## Petit exercice 1
Comptez les lignes de la liste où figure le mot « lake » et donnez uniquement ce nombre.

## Texte fourni
——————
La Conférence épiscopale du Bénin, réunie dans sa 75ième session ordinaire du 21 au 23 mai au Grand Séminaire Mgr PARISOT à TCHANVEDJI, a publié un Communique final à l’issue de ses travaux ; Ce communiqué, paru dans le n°7094 du Journal LE MATINAL du Lundi 26 Mai 2025, informe à son point n°2 que ‘’lors de sa Session Plénière du 13 janvier 2025 à Frascoti, Italie, la Conférence Episcopale Régionale du Lazio dans la province de Rome, a donné son avis favorable au projet d’ouverture de la causse de Béatification du Cardinal Bernardin GANTIN.
——————
## Petit exercice 2
Mettez à jour le passage du texte compris entre « La Conférence épiscopale » et « Cardinal Bernardin GANTIN. », bornes incluses, en remplaçant « Béatification » par « Canonisation ».

(Relevés d'étiquetage de lieux)
——————
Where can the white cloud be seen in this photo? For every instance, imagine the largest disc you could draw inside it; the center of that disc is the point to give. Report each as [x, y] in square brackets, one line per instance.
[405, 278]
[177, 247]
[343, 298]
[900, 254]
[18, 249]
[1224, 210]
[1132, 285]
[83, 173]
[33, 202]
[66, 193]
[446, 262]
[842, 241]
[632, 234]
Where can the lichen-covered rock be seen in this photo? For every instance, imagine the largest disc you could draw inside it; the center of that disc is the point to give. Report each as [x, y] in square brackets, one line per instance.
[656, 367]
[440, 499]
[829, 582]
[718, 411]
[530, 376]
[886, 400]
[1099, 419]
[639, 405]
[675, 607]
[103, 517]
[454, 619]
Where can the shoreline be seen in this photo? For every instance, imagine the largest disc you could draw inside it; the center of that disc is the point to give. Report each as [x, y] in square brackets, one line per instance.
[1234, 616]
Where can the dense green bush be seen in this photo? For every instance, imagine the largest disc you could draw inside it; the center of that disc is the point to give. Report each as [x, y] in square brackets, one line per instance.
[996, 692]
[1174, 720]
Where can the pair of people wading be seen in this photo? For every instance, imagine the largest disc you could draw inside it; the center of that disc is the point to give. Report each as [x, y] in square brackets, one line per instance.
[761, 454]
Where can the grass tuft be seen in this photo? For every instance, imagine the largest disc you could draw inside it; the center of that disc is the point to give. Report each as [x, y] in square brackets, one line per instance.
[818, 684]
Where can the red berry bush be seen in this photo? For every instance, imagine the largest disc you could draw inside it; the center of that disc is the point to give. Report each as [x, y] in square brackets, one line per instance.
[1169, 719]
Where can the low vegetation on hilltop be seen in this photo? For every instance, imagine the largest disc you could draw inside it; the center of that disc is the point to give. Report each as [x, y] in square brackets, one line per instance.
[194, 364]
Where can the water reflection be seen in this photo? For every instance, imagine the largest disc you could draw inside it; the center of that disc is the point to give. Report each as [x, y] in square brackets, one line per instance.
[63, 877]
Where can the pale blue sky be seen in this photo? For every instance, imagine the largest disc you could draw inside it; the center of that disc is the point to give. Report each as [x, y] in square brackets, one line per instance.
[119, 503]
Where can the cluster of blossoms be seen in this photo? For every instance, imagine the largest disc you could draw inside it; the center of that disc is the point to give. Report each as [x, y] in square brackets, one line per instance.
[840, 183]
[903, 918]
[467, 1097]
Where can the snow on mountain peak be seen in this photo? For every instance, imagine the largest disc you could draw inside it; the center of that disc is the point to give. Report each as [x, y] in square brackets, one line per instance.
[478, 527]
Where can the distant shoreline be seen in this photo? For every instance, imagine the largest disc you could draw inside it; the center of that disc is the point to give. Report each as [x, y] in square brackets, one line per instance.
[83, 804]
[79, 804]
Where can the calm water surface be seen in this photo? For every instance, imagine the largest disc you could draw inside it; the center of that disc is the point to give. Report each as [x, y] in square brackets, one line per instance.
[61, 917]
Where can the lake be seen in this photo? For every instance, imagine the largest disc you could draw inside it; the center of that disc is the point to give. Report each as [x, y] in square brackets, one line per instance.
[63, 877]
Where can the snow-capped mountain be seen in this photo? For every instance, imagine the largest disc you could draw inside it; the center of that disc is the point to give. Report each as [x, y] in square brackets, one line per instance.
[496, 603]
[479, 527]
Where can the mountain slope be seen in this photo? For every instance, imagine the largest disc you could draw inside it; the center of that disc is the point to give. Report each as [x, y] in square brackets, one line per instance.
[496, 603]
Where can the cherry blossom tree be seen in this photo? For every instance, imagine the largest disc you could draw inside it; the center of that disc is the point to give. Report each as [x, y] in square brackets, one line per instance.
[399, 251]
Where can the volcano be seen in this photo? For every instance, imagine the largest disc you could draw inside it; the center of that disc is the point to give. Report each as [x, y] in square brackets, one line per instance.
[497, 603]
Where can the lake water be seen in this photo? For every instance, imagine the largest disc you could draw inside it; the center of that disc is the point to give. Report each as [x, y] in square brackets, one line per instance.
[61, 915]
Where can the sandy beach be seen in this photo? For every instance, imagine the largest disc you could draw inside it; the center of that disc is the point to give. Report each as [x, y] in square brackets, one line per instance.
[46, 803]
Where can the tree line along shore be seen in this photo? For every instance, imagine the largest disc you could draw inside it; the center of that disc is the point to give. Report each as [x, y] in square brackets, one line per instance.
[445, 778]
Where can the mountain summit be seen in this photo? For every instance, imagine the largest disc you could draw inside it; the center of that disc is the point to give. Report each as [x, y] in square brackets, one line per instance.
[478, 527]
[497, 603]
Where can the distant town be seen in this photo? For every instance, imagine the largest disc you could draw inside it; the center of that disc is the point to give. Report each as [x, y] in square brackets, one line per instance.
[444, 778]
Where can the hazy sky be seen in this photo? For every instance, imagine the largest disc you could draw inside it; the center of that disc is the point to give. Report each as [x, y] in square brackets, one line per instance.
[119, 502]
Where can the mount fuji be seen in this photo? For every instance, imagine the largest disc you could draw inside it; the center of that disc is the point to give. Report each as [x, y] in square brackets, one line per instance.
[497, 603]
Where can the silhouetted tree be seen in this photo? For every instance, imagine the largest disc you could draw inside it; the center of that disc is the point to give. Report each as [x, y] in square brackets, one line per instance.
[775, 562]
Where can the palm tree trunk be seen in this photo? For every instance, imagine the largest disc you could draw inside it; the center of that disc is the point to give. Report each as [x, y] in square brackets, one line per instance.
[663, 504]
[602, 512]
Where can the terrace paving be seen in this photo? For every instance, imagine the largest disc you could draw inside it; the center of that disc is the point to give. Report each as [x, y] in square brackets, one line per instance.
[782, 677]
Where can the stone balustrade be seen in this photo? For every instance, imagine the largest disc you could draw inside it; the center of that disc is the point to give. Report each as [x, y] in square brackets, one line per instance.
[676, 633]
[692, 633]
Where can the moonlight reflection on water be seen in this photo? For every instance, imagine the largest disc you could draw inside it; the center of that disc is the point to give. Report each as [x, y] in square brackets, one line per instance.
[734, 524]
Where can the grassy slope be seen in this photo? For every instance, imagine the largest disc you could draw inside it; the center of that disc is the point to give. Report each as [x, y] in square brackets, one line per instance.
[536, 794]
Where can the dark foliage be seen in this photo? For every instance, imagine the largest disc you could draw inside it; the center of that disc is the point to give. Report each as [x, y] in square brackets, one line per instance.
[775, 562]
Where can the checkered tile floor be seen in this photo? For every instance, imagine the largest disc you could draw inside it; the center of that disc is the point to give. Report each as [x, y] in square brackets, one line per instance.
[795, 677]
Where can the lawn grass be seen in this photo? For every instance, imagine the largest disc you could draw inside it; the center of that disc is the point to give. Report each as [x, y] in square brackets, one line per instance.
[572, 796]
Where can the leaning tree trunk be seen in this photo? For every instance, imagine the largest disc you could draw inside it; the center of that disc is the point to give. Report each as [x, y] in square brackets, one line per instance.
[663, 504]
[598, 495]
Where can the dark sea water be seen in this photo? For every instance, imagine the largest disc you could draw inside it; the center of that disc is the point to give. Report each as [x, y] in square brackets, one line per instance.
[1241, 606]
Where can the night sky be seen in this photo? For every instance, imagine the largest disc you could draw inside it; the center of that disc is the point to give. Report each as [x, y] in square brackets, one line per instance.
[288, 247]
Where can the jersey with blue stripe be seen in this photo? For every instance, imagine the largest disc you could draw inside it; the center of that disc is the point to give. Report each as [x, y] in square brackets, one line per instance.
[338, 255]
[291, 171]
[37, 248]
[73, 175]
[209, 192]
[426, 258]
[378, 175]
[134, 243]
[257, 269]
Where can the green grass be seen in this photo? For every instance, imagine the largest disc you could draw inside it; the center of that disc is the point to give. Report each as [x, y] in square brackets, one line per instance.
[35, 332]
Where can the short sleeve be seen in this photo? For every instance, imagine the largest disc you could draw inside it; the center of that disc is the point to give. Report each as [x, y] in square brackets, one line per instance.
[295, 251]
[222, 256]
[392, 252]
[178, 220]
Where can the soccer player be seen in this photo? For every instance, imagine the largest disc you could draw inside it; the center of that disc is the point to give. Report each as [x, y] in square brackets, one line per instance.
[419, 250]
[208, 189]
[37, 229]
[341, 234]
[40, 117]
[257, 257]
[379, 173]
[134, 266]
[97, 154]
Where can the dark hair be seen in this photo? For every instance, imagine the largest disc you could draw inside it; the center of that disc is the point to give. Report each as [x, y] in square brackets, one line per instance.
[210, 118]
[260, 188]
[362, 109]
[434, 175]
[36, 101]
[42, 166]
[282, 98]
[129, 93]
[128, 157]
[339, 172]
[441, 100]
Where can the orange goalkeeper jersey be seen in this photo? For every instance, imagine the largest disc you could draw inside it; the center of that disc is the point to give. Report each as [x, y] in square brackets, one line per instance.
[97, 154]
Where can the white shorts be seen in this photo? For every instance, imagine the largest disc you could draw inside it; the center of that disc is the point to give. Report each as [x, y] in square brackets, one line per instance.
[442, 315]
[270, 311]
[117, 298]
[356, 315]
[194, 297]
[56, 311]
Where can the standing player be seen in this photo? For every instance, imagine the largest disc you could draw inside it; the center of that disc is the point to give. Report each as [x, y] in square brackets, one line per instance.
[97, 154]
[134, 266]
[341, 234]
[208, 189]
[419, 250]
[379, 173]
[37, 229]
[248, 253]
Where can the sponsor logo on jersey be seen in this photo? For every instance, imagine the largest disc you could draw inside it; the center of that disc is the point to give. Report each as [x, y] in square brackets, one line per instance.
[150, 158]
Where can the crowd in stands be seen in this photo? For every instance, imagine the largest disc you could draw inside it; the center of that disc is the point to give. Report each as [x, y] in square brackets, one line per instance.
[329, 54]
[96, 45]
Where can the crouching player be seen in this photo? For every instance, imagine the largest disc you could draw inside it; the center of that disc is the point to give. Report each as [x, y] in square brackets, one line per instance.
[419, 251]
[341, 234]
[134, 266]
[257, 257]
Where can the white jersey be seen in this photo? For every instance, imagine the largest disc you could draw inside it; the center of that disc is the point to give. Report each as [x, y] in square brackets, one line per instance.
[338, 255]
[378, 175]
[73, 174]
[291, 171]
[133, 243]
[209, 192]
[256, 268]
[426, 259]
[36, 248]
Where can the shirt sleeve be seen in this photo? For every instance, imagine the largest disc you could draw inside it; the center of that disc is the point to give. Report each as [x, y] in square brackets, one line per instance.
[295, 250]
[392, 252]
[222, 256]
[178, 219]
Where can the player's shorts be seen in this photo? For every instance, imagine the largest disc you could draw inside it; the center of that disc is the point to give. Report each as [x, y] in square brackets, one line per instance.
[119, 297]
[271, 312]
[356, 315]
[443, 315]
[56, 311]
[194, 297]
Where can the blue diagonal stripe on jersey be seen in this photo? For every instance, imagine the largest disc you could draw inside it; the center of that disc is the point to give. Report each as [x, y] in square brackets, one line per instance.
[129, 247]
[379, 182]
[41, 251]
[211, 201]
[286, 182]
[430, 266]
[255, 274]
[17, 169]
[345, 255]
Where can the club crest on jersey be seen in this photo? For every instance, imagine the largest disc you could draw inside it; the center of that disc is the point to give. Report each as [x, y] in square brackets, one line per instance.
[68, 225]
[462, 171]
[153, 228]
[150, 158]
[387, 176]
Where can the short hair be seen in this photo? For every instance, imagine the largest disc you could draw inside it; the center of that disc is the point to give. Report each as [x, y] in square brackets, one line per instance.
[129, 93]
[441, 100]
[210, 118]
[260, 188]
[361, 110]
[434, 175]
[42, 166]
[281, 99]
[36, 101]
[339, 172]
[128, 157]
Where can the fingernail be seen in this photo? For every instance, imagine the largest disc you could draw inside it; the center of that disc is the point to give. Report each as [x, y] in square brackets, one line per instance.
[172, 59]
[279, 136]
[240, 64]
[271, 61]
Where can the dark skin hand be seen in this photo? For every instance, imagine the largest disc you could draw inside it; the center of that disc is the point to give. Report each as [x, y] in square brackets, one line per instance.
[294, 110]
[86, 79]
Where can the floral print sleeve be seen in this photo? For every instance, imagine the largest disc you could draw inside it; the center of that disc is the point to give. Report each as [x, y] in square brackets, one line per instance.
——————
## Réponse attendue 1
2

## Réponse attendue 2
La Conférence épiscopale du Bénin, réunie dans sa 75ième session ordinaire du 21 au 23 mai au Grand Séminaire Mgr PARISOT à TCHANVEDJI, a publié un Communique final à l’issue de ses travaux ; Ce communiqué, paru dans le n°7094 du Journal LE MATINAL du Lundi 26 Mai 2025, informe à son point n°2 que ‘’lors de sa Session Plénière du 13 janvier 2025 à Frascoti, Italie, la Conférence Episcopale Régionale du Lazio dans la province de Rome, a donné son avis favorable au projet d’ouverture de la causse de Canonisation du Cardinal Bernardin GANTIN.